Yellowhead’s organization has advocated for ensuring that any climate technologies deployed on traditional territories include meaningful consultation and benefits for Indigenous communities—something CarbonLift has attempted by establishing an Indigenous advisory council and employment program.
The economics remain challenging. CarbonLift’s system currently operates at a cost of approximately $78 per tonne of carbon dioxide captured, according to internal data shared with Mediawall.news. Revenue from converted carbon products offsets about $45 per tonne, leaving a $33 gap that still requires either carbon pricing, tax incentives, or other financial supports to close.
Across Canada, several other companies are racing to develop similar technologies. Carbon Engineering in Squamish, B.C., recently secured over $100 million in financing to scale up its direct air capture technology. In Quebec, Carbicrete is developing concrete that actually absorbs CO2 during production. And in Saskatchewan, the Boundary Dam power station hosts one of the world’s first commercial-scale carbon capture systems on a coal plant.

• **Data extract**:
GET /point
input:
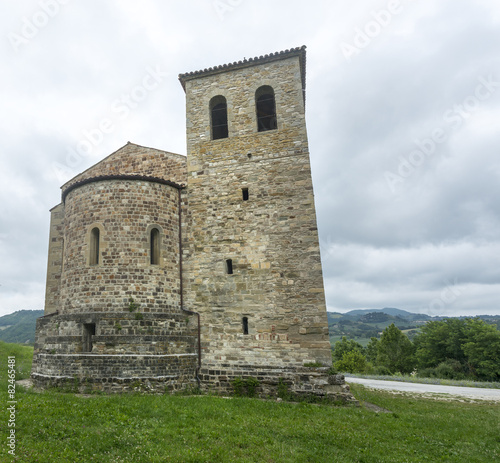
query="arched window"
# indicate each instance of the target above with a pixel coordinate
(155, 246)
(94, 246)
(266, 109)
(218, 115)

• **What needs to be done**:
Return the full carbon capture passage word for word. The data were taken from a separate source unrelated to the carbon capture passage.

• **Answer to the problem**:
Yellowhead’s organization has advocated for ensuring that any climate technologies deployed on traditional territories include meaningful consultation and benefits for Indigenous communities—something CarbonLift has attempted by establishing an Indigenous advisory council and employment program.
The economics remain challenging. CarbonLift’s system currently operates at a cost of approximately $78 per tonne of carbon dioxide captured, according to internal data shared with Mediawall.news. Revenue from converted carbon products offsets about $45 per tonne, leaving a $33 gap that still requires either carbon pricing, tax incentives, or other financial supports to close.
Across Canada, several other companies are racing to develop similar technologies. Carbon Engineering in Squamish, B.C., recently secured over $100 million in financing to scale up its direct air capture technology. In Quebec, Carbicrete is developing concrete that actually absorbs CO2 during production. And in Saskatchewan, the Boundary Dam power station hosts one of the world’s first commercial-scale carbon capture systems on a coal plant.